Information provided:
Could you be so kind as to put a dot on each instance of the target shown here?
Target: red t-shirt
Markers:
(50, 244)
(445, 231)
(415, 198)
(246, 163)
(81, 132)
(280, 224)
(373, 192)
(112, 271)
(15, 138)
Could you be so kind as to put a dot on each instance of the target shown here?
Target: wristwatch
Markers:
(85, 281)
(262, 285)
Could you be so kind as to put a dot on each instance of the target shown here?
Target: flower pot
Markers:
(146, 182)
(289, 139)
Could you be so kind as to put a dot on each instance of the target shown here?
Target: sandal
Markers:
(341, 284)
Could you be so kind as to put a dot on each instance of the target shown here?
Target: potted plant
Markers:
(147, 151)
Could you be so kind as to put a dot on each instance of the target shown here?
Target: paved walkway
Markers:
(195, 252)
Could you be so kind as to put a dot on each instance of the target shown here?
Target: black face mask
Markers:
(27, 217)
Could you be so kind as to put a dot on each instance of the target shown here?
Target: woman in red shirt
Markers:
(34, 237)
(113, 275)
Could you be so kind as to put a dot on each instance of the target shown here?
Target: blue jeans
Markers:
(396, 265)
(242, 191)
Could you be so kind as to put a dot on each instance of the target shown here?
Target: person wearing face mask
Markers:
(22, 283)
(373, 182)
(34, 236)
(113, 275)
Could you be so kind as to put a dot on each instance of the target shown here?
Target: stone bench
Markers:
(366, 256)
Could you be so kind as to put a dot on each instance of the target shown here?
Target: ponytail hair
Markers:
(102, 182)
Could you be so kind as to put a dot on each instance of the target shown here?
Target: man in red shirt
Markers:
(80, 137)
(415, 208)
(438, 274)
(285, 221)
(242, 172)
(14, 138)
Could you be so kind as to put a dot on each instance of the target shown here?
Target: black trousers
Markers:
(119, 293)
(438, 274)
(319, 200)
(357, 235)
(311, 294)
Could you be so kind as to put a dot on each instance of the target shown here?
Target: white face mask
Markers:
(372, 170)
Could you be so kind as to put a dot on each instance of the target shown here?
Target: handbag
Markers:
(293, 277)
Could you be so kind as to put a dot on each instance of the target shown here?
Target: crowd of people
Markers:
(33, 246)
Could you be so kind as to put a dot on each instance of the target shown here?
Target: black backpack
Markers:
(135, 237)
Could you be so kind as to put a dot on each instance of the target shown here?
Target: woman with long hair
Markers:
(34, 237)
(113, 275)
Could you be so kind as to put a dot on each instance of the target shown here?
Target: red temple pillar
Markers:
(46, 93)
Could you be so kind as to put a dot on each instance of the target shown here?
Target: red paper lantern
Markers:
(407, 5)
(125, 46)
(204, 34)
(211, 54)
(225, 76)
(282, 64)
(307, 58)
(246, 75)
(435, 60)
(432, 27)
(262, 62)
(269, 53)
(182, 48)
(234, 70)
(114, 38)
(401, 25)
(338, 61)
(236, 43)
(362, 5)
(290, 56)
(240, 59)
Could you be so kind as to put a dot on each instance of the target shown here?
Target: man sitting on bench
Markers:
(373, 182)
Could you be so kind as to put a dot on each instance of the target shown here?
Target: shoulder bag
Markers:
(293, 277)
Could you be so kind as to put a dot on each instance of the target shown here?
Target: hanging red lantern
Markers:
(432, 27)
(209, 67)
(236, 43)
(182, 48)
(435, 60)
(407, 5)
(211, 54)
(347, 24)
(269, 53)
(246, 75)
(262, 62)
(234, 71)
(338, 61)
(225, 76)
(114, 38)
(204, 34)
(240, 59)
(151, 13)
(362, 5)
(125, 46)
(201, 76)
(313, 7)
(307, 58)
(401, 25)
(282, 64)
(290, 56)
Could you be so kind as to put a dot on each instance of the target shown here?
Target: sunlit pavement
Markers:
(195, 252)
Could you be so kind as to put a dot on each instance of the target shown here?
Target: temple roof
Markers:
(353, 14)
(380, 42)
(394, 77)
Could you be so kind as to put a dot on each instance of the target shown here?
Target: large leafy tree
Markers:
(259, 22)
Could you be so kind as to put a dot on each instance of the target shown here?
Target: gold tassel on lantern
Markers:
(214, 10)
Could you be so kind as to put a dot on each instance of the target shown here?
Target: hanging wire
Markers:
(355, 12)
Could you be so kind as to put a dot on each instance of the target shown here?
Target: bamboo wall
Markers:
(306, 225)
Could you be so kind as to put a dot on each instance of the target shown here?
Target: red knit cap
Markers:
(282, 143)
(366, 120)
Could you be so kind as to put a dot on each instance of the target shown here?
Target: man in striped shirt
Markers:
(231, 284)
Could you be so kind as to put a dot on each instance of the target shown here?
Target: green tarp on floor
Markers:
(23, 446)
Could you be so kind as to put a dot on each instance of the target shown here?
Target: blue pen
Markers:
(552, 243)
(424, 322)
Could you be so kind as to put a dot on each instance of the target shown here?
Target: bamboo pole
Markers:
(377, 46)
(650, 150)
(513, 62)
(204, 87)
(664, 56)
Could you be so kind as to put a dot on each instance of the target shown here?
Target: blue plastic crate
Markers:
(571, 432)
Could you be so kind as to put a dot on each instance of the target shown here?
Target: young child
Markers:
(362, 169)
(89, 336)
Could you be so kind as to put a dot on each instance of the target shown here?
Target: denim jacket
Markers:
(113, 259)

Short task:
Repeat back the data above, exact to the last character.

Worked answer:
Could you be so kind as to put a dot on each instance of the target shown here?
Target: red t-shirt
Markers:
(50, 244)
(445, 231)
(415, 198)
(246, 163)
(81, 132)
(280, 224)
(373, 192)
(112, 271)
(15, 138)
Could you be so kind as to put a dot on each instance of the target shown here?
Target: wristwatch
Markers:
(85, 281)
(262, 285)
Could you be so kind as to put a dot on each instance of the target shown here?
Target: flower pot
Markers:
(146, 182)
(289, 139)
Could you be so kind as to put a dot on each instance of the target shown here?
Target: sandal
Markers:
(341, 284)
Could you be so kind as to put a dot on each instance of the target shown here?
Target: potted plant
Markers:
(147, 151)
Could you be so kind as to put a dot on each instance of the target shown here?
Target: paved walkway
Markers:
(195, 252)
Could you be so kind as to put a dot on each instance of the target shown here?
Target: black face mask
Markers:
(27, 217)
Could you be so kind as to put a dot on each instance of the target shown here?
Target: woman in red shirt
Markers:
(34, 237)
(113, 275)
Could you be so kind as to put a dot on each instance of the target shown here?
Target: blue jeans
Markers:
(396, 265)
(242, 191)
Could you be so kind as to put a dot on each instance of the target shown here?
Target: person wearing face mask
Markers:
(22, 283)
(373, 182)
(34, 236)
(113, 275)
Could you be so kind as to put a dot on each instance of the target shown here?
Target: stone bench
Markers:
(366, 256)
Could you be so kind as to put a dot on each instance of the target shown here?
Target: ponytail hair
Markers:
(102, 182)
Could you be so kind as to put a dot on each instance of the target shown here?
Target: man in red shirt
Markers:
(80, 137)
(415, 208)
(438, 274)
(285, 221)
(242, 172)
(14, 138)
Could you be so kind as to put a dot on each instance of the target shown here?
Target: black trousers
Markers:
(119, 293)
(438, 274)
(319, 200)
(357, 235)
(311, 294)
Could you be so kind as to put a dot on each instance of the target shown here?
Target: white face mask
Markers:
(372, 170)
Could you be so kind as to put a dot on each instance of the target shown here?
Target: handbag
Markers:
(293, 277)
Could you be so kind as to put a dot on each instance of the target shown here?
Target: crowd of people
Markers:
(33, 246)
Could you be so kind as to put a dot on each instance of the target shown here?
Target: black backpack
Markers:
(135, 237)
Could you be so kind as to put a dot on each instance of the target shown here?
Target: woman with long hair
Markers:
(34, 237)
(113, 275)
Could you be so kind as to put a dot on each instance of the target shown here?
Target: red temple pillar
Markers:
(46, 93)
Could you be so kind as to put a dot on each instance of the target shown here?
Target: red paper lantern
Markers:
(407, 5)
(125, 46)
(204, 34)
(211, 54)
(225, 76)
(282, 64)
(307, 58)
(246, 75)
(435, 60)
(432, 27)
(262, 62)
(269, 53)
(182, 48)
(234, 70)
(114, 38)
(401, 25)
(338, 61)
(236, 43)
(362, 5)
(290, 56)
(240, 59)
Could you be so kind as to put a dot on each instance of the target shown here?
Target: man sitting on bench
Markers:
(373, 182)
Could you be so kind as to put a dot on each instance of the target shown here?
Target: shoulder bag
Markers:
(293, 277)
Could you be so kind as to put a dot on each instance of the target shown here?
Target: hanging red lantern
Markers:
(432, 27)
(209, 67)
(236, 43)
(182, 48)
(435, 60)
(407, 5)
(211, 54)
(347, 24)
(269, 53)
(246, 75)
(262, 62)
(234, 71)
(338, 61)
(225, 76)
(114, 38)
(204, 34)
(240, 59)
(151, 13)
(362, 5)
(125, 46)
(201, 76)
(313, 7)
(307, 58)
(401, 25)
(282, 64)
(290, 56)
Could you be so kind as to put a dot on each instance of the target shown here?
Target: sunlit pavement
Markers:
(195, 252)
Could you be so kind as to put a dot on each instance of the target shown here?
Target: temple roof
Markers:
(353, 14)
(380, 42)
(394, 77)
Could you be so kind as to put a dot on each instance of the target shown here?
Target: large leafy tree
Markers:
(259, 22)
Could you be so kind as to put a dot on each instance of the target shown here?
Target: gold tassel on lantern
Markers:
(214, 10)
Could you be so kind as to put a dot on each instance of the target shown here?
Target: hanging wire
Markers:
(355, 12)
Could you be so kind as to put a dot on each instance of the target shown here?
Target: bamboo wall
Markers:
(306, 225)
Could you be so kind as to put a dot on each instance of the target shown here?
Target: red knit cap
Markers:
(282, 143)
(366, 120)
Could you be so kind as to put a dot on each instance of the target shown here?
Target: man in striped shirt
Markers:
(231, 284)
Could you be so kind as to put a dot on each instance of the target shown here?
Target: green tarp on floor
Markers:
(23, 446)
Could you be so kind as to put a dot on each instance of the target shown here?
Target: blue pen
Markers:
(552, 243)
(424, 322)
Could you be so kind as to put a dot on each instance of the target shown here?
Target: bamboo pole
Markers:
(377, 46)
(650, 150)
(513, 62)
(204, 87)
(664, 56)
Could you be so kind as to put a dot on each instance of the target shown here?
Target: blue plastic crate
Markers:
(571, 432)
Could you be so kind as to put a dot on each instance of the target shown here?
Target: young child
Markers:
(362, 169)
(89, 336)
Could you be so kind as to put a dot on each instance of the target shown here?
Target: denim jacket
Markers:
(113, 259)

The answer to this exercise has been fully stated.